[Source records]

-- Opening Marker --

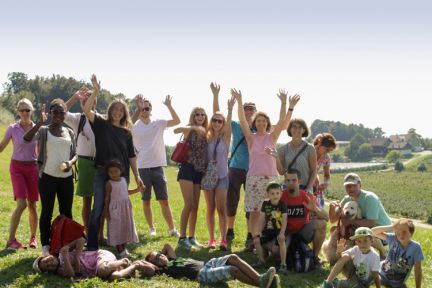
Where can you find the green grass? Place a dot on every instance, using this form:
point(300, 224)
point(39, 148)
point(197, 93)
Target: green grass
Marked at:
point(16, 271)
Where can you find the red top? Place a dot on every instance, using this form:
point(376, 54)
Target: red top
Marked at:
point(298, 214)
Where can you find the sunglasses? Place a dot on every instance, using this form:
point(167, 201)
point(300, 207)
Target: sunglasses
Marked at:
point(217, 121)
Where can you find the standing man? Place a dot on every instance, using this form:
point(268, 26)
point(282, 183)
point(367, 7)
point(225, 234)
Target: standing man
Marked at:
point(238, 164)
point(149, 143)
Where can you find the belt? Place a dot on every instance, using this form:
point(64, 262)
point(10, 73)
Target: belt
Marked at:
point(87, 157)
point(24, 162)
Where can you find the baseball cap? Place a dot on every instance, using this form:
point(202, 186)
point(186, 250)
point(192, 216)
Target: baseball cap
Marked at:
point(361, 232)
point(249, 104)
point(351, 178)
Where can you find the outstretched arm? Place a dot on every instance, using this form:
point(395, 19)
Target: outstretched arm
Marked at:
point(88, 111)
point(215, 91)
point(242, 117)
point(175, 120)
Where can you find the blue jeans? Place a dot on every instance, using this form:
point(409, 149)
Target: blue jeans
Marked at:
point(98, 206)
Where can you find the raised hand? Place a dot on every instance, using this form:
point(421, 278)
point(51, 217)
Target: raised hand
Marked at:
point(231, 103)
point(139, 100)
point(95, 82)
point(215, 88)
point(167, 101)
point(282, 95)
point(293, 100)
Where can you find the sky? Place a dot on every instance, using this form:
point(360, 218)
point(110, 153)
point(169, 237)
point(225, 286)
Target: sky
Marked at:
point(357, 62)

-- Closing Marker --

PROBLEM DESCRIPTION>
Starting at the line that contains "Where can you find the blue", print every line through the last one of the records, exactly and with nothing else.

RESPONSE TO THIS TASK>
Where can you find the blue jeans? Place a dot on every instance, using this form:
point(409, 149)
Target: blue jeans
Marked at:
point(98, 206)
Where can you find the raised hand? Place a dot on every instance, using this form:
point(421, 278)
point(51, 217)
Target: raised hand
Marked at:
point(231, 103)
point(139, 100)
point(95, 82)
point(215, 88)
point(167, 101)
point(282, 95)
point(293, 100)
Where can you find the sky? Place a dot on every instance, using this form:
point(360, 218)
point(110, 153)
point(169, 237)
point(225, 286)
Target: sky
Marked at:
point(357, 62)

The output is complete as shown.